## Short task:
From the records below, extract each line containing the string "beach".

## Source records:
========================================

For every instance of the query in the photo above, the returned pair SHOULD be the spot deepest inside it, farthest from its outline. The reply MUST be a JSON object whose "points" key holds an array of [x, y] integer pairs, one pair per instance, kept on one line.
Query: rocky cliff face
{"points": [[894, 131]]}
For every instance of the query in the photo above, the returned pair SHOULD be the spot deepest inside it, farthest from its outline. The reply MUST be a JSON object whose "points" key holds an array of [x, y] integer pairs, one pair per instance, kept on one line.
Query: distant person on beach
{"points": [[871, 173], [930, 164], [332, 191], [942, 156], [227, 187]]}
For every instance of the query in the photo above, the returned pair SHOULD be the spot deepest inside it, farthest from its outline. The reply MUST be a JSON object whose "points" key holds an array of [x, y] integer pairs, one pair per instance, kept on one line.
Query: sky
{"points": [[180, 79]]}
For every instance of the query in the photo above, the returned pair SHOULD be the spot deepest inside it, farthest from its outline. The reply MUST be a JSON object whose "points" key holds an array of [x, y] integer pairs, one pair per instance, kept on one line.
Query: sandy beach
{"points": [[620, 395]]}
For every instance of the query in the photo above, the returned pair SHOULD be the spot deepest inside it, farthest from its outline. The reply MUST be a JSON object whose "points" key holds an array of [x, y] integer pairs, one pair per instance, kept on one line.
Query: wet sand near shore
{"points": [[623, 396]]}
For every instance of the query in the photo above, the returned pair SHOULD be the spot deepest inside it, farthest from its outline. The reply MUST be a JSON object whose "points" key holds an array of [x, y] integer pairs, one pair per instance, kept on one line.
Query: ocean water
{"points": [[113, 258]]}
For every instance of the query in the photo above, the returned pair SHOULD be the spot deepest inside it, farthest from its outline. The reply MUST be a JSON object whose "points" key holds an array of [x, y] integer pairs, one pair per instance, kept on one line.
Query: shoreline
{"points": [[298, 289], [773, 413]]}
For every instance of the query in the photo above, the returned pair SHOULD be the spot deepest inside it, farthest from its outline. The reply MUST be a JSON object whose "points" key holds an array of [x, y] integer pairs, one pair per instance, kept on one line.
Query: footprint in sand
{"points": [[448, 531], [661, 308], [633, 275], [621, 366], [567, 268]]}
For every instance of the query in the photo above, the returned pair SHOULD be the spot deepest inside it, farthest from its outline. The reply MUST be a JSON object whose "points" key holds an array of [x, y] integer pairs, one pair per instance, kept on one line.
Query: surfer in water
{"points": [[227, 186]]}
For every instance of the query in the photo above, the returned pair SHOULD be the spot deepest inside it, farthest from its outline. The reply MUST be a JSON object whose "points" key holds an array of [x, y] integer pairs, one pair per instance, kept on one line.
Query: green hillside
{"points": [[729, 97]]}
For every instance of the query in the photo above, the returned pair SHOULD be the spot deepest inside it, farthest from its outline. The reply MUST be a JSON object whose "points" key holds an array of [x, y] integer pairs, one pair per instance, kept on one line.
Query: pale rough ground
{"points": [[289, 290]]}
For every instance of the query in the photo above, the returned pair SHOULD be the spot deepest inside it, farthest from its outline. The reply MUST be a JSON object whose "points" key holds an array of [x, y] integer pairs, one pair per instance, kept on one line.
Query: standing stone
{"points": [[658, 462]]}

========================================

## Correct result:
Query: distant person on beach
Query: sandy beach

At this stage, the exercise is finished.